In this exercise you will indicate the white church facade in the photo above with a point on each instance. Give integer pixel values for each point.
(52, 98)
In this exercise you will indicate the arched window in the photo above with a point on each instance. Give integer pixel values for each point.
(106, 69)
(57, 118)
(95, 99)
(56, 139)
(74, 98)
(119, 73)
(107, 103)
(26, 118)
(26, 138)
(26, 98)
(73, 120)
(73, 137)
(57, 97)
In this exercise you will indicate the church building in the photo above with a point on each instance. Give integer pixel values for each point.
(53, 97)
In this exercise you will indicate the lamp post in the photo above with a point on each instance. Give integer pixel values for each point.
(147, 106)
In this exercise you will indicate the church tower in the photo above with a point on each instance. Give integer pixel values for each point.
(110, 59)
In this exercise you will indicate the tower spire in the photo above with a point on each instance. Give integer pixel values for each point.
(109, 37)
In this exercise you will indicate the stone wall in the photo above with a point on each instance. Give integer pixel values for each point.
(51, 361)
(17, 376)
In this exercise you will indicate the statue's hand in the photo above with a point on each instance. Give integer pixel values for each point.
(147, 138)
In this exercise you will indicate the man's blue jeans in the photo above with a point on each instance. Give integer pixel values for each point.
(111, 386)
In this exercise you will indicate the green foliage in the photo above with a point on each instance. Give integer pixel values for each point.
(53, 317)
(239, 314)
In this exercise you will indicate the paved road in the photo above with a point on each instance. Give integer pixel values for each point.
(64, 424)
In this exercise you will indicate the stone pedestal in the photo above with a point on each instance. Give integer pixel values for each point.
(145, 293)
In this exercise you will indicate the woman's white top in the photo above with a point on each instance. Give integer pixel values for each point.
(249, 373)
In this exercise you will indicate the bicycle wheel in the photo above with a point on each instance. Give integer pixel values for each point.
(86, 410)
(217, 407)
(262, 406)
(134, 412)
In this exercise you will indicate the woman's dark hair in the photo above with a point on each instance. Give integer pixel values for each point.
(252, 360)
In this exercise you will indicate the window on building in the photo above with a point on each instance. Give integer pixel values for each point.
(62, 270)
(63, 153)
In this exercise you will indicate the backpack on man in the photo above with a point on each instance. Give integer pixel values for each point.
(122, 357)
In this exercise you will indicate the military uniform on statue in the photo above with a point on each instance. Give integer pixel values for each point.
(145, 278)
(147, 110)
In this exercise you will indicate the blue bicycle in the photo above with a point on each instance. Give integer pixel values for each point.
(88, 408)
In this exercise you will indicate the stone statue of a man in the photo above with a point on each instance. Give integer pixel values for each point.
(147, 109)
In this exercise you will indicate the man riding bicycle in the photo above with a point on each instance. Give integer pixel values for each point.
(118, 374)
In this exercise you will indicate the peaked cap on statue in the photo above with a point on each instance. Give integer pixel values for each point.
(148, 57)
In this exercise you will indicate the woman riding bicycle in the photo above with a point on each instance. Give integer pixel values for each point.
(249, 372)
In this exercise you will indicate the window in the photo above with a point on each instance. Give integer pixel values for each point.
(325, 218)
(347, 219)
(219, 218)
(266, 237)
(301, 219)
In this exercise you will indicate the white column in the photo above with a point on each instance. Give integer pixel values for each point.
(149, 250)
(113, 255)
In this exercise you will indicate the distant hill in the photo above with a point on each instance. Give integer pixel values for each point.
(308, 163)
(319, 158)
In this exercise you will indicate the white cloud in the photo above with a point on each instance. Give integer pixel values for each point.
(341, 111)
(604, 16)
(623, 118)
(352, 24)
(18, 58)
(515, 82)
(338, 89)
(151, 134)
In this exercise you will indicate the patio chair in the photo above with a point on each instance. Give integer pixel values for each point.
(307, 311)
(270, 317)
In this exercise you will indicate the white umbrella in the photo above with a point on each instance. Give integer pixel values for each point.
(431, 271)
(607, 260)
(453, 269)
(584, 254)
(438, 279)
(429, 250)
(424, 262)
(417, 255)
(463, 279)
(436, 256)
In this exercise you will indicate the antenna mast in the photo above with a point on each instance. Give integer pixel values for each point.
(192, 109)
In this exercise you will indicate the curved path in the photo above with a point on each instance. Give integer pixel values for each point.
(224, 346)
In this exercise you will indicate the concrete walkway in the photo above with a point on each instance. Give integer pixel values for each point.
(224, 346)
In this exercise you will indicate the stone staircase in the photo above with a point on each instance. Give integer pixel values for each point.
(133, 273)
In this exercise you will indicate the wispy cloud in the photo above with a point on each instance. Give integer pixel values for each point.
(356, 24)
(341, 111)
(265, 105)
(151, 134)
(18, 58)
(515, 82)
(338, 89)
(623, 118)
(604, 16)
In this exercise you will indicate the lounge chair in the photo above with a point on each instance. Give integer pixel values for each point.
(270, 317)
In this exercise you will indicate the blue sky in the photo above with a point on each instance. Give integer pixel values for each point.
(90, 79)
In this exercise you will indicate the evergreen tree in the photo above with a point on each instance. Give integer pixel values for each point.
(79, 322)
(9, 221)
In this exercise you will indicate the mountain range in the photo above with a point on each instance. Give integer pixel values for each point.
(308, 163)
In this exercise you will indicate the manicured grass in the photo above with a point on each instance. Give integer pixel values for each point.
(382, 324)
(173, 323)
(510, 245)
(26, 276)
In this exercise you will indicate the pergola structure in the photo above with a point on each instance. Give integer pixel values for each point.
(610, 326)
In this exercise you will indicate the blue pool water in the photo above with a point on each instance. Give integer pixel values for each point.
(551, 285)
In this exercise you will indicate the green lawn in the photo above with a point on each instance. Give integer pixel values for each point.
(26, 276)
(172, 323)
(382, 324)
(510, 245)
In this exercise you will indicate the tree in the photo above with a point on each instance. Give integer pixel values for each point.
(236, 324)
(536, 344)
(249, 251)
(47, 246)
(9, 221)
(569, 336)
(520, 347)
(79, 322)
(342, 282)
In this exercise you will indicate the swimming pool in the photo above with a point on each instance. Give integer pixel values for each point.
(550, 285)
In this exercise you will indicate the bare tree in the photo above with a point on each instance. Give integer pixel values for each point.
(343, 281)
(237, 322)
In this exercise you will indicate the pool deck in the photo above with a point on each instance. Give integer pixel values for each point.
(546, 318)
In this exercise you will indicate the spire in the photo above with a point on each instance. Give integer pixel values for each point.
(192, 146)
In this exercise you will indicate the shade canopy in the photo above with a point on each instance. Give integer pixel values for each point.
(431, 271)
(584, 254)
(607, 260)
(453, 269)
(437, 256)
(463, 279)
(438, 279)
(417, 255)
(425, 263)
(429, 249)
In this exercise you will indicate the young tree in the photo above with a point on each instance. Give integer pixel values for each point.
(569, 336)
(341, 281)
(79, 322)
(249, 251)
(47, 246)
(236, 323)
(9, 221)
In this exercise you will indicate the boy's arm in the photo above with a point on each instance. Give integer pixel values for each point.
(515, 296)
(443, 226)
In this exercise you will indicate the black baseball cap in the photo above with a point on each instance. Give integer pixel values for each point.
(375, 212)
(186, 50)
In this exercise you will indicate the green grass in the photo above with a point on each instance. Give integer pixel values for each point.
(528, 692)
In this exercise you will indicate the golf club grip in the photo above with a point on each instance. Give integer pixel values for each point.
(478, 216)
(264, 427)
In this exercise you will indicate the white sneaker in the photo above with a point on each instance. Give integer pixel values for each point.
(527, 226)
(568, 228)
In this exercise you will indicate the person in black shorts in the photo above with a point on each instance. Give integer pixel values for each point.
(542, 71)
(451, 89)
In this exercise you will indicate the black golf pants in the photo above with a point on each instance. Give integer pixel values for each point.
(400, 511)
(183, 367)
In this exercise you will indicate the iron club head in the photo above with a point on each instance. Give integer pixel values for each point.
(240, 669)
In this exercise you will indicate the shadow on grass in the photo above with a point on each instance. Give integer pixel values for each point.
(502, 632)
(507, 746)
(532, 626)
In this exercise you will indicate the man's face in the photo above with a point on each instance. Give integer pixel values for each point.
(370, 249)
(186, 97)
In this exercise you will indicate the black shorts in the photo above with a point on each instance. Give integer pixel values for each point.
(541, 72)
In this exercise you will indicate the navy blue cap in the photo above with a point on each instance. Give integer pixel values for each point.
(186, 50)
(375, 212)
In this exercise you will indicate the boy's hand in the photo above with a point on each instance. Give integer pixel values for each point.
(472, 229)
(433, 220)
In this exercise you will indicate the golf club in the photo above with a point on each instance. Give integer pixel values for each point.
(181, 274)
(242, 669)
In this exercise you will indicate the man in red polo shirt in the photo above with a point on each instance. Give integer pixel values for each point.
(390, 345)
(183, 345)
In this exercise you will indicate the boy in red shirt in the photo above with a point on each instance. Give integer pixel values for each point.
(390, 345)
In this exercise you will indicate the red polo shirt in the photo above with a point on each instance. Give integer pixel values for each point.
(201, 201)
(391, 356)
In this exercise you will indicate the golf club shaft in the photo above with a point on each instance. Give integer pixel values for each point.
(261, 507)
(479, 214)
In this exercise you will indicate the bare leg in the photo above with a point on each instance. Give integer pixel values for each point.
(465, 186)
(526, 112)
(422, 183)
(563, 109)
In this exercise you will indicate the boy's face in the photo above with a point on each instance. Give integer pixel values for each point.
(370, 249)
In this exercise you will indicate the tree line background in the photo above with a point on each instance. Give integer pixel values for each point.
###
GOAL
Extract the closing run of lines, starting with the one containing "In this exercise you will indicate the bare leg" and ending at the last, exactly as written.

SOLUTION TO THE PROBLEM
In this exercise you will indicate the bare leg in the photo above with a point on each instance. Give integer pixel values for each point.
(465, 186)
(526, 112)
(422, 183)
(563, 109)
In this exercise you will indicate the boy's face in the photo above with a point on each instance. Give integer pixel values for each point.
(370, 249)
In this exercise you will indicate the tree line background in the photo above with a point on each instance. Give integer pixel values for each point.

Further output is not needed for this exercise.